- [Your objective]
Repeat the lines of the records starting at the line that contains "Can you see the white sock" and ending at the line that contains "pixel 77 442", with both of those lines included. Copy them character for character and add nothing else.

Dataset records:
•••••

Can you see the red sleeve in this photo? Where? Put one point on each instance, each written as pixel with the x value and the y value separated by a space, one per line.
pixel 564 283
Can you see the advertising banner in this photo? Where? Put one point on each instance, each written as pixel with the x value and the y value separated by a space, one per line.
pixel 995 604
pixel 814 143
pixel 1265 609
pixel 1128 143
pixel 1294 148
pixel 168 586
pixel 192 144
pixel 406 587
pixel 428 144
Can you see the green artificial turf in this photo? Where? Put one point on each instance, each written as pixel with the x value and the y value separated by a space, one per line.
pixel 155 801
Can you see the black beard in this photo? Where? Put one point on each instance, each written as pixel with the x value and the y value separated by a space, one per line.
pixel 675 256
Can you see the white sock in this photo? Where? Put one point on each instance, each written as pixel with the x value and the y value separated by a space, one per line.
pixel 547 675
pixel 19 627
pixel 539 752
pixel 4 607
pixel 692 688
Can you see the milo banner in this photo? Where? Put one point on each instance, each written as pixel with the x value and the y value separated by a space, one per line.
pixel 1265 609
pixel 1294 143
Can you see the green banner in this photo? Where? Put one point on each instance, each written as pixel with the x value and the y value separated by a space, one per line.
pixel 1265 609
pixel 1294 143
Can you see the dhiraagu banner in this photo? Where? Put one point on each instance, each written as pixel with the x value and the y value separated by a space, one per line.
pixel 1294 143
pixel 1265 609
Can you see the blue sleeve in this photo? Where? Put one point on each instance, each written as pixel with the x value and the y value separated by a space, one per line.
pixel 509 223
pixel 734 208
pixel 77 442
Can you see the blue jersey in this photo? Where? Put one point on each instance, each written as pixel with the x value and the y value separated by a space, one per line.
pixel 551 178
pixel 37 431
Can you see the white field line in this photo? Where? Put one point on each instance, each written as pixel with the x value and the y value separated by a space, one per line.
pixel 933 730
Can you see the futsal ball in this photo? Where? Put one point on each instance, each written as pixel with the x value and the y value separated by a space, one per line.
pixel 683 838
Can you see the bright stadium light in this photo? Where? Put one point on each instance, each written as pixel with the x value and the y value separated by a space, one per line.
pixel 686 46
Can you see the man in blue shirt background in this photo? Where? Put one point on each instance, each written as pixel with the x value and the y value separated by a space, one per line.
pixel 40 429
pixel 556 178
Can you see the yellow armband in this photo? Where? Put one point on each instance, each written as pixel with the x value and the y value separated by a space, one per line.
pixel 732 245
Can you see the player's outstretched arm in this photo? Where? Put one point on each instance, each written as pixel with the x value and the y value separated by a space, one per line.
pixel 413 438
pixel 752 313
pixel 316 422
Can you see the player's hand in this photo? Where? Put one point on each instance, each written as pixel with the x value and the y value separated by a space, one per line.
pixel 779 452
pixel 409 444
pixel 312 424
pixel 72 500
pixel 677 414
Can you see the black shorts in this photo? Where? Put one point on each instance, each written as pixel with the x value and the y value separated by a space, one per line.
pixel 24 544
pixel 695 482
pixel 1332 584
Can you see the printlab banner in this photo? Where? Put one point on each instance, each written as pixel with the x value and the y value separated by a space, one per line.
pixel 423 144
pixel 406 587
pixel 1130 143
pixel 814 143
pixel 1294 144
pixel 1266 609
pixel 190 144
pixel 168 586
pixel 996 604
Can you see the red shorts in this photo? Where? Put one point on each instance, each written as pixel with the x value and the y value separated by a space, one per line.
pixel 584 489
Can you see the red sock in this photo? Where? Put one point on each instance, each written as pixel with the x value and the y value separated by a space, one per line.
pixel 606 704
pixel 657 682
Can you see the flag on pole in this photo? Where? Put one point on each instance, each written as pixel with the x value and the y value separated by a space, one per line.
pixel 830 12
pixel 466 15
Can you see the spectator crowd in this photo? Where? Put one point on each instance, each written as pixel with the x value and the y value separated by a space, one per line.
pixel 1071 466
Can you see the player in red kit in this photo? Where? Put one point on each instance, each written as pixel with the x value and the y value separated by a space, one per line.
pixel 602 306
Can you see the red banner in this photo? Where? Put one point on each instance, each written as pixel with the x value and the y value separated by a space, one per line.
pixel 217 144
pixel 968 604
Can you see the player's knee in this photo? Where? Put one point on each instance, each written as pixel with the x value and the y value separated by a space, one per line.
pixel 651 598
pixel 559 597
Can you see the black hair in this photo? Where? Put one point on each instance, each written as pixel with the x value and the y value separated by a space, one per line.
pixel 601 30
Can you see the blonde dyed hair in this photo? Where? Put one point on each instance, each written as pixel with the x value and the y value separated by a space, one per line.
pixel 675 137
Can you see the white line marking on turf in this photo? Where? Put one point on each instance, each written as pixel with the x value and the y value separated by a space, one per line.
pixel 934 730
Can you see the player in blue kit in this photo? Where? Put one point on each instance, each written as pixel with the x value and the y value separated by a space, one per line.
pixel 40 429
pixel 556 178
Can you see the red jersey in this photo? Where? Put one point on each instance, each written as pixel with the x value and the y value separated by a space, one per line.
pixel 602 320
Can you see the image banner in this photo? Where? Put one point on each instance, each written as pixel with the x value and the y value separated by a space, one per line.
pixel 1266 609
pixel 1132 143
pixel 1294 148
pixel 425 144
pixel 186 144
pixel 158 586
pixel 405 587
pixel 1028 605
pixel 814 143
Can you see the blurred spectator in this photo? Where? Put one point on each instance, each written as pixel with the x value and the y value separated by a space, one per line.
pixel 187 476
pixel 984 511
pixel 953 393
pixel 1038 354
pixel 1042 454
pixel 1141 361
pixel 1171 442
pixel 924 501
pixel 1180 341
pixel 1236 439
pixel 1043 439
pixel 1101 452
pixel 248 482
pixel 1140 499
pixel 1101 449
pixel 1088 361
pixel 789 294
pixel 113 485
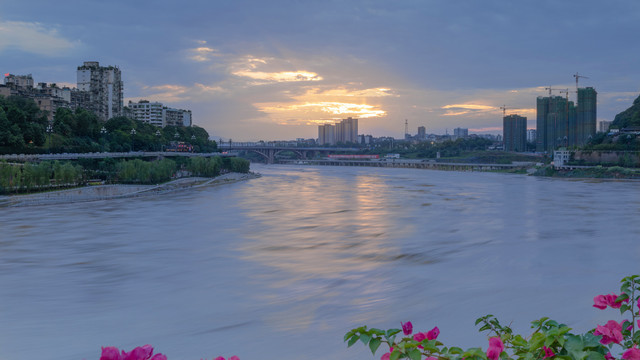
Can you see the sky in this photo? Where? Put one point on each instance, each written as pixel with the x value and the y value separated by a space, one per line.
pixel 275 70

•••••

- [Answer to this task]
Can you see the white sock in this photo? Where? Put one point on each instance, each written as pixel with the x value and the y value separated by a space, one per line.
pixel 547 675
pixel 19 627
pixel 539 752
pixel 4 607
pixel 692 688
Can you see the milo banner in this photo? Where? Put one point on each instance, each written as pixel with the x value and the y value separated by a space, one per line.
pixel 1265 609
pixel 1294 143
Can you see the green banner in this photo? Where? Put one point on each instance, each written as pixel with the x value and the y value separated by a space, one per line.
pixel 1265 609
pixel 1294 143
Can you see the dhiraagu banner in this photo? Where? Put one point on each instance, each written as pixel with the x value and the y value separated by a space, one per line.
pixel 1294 143
pixel 1265 609
Can you see the blue sleeve in this photo? Where? Put one point on each instance, each written as pixel with the x value and the y value separated by a space, one per line.
pixel 509 223
pixel 734 208
pixel 77 442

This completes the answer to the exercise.